Pictures should be left out while the data beneath this task is written out word for word.

Task material START

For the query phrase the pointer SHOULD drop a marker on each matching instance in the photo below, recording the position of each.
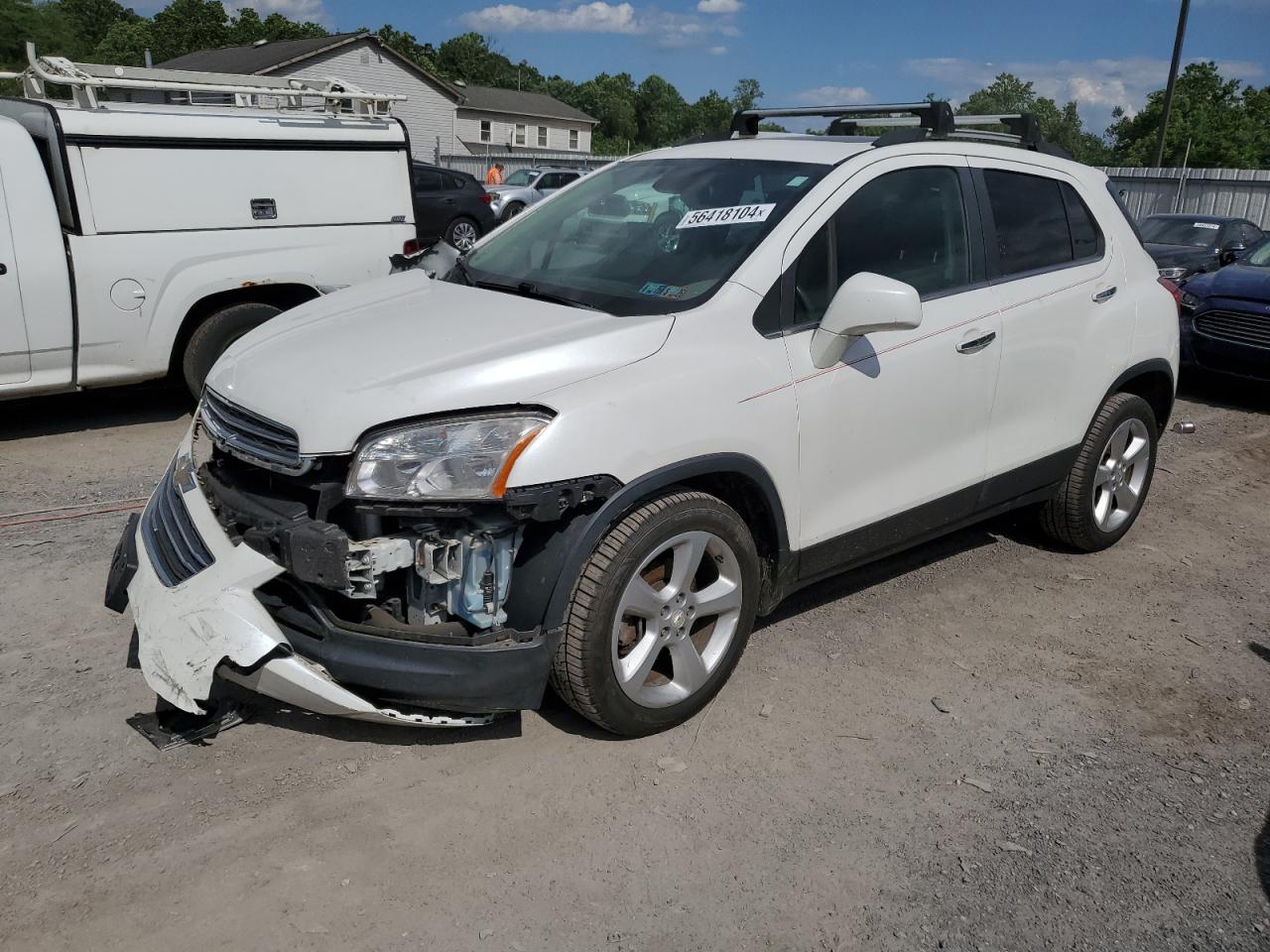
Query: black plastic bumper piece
(123, 566)
(499, 676)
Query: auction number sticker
(731, 214)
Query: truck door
(14, 347)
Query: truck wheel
(213, 336)
(659, 616)
(1101, 497)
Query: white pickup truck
(140, 239)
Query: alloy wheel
(676, 619)
(1121, 475)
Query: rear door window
(1032, 221)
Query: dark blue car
(1225, 317)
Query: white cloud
(1097, 86)
(667, 31)
(585, 18)
(833, 95)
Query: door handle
(975, 344)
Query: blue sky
(1098, 53)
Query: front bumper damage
(244, 620)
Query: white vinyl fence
(1239, 193)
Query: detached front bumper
(203, 616)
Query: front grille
(1248, 329)
(177, 551)
(250, 435)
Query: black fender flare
(544, 580)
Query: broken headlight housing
(466, 457)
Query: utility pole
(1173, 80)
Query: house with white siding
(443, 118)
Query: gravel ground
(985, 744)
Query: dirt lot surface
(1092, 772)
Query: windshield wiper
(530, 290)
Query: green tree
(746, 94)
(1061, 126)
(661, 112)
(710, 113)
(1227, 127)
(125, 44)
(186, 26)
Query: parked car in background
(1225, 317)
(526, 186)
(592, 457)
(1188, 244)
(449, 204)
(140, 239)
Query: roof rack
(87, 79)
(910, 122)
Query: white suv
(590, 457)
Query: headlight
(460, 458)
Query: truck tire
(659, 616)
(1101, 497)
(214, 334)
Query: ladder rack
(86, 80)
(910, 122)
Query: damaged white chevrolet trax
(644, 412)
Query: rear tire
(213, 336)
(659, 616)
(1101, 497)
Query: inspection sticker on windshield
(731, 214)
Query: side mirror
(865, 303)
(1230, 250)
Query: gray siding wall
(1239, 193)
(429, 113)
(503, 126)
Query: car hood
(408, 345)
(1179, 255)
(1237, 281)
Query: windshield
(1180, 231)
(524, 177)
(644, 236)
(1257, 255)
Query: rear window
(1040, 222)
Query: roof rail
(911, 122)
(87, 79)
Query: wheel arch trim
(715, 465)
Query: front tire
(659, 616)
(1101, 497)
(214, 334)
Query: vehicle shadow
(1224, 393)
(91, 411)
(1261, 844)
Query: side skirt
(1034, 483)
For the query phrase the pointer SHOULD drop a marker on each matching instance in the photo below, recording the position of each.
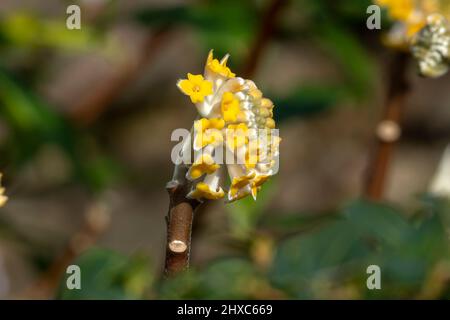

Task material END

* Response to this task:
For the query phrase the pointer SHOULD drop a marker on each matching instance in the photo below, recording the position of each.
Query: black plastic bumper piece
(123, 566)
(499, 676)
Query: auction number sticker
(731, 214)
Query: truck door
(14, 347)
Query: truck wheel
(213, 336)
(659, 616)
(1101, 497)
Query: white pickup truck
(140, 239)
Query: alloy wheel
(676, 619)
(1121, 475)
Query: rear door window
(1032, 221)
Query: dark blue car
(1225, 317)
Query: white cloud
(1097, 86)
(667, 31)
(585, 18)
(833, 95)
Query: door handle
(975, 344)
Query: blue sky
(1098, 53)
Query: front bumper damage
(244, 620)
Query: white vinyl fence
(1239, 193)
Query: detached front bumper
(203, 616)
Query: front grille
(1248, 329)
(177, 551)
(250, 435)
Query: black fender flare
(544, 580)
Query: broken headlight housing
(466, 457)
Query: utility pole
(1173, 80)
Query: house with white siding
(443, 118)
Query: gravel ground
(985, 744)
Query: dirt lot surface
(1092, 772)
Query: windshield wiper
(530, 290)
Query: green tree
(746, 94)
(1061, 126)
(661, 112)
(710, 113)
(1227, 127)
(125, 44)
(186, 26)
Query: parked car in background
(1225, 317)
(526, 186)
(592, 457)
(1188, 244)
(449, 204)
(140, 239)
Query: roof rack
(87, 79)
(910, 122)
Query: white suv
(590, 457)
Query: headlight
(460, 458)
Query: truck tire
(659, 616)
(1101, 497)
(214, 334)
Query: ladder rack
(86, 80)
(910, 122)
Query: damaged white chevrolet trax
(644, 412)
Query: rear tire
(213, 336)
(659, 616)
(1101, 497)
Query: inspection sticker on windshield
(731, 214)
Query: side mirror
(865, 303)
(1230, 250)
Query: gray siding wall
(1239, 193)
(429, 113)
(503, 126)
Query: car hood
(408, 345)
(1179, 255)
(1237, 281)
Query: windshield
(1180, 231)
(524, 177)
(644, 236)
(1257, 255)
Query: rear window
(1040, 222)
Query: roof rail
(911, 122)
(87, 79)
Query: wheel arch trim
(715, 465)
Query: front tire
(659, 616)
(1101, 497)
(214, 334)
Query: vehicle shadow
(1224, 393)
(91, 411)
(1261, 844)
Query: side skirt
(1034, 483)
For the query phrase the pointer SHOULD drop a marker on each matching instance in the photo below, recording the position of each.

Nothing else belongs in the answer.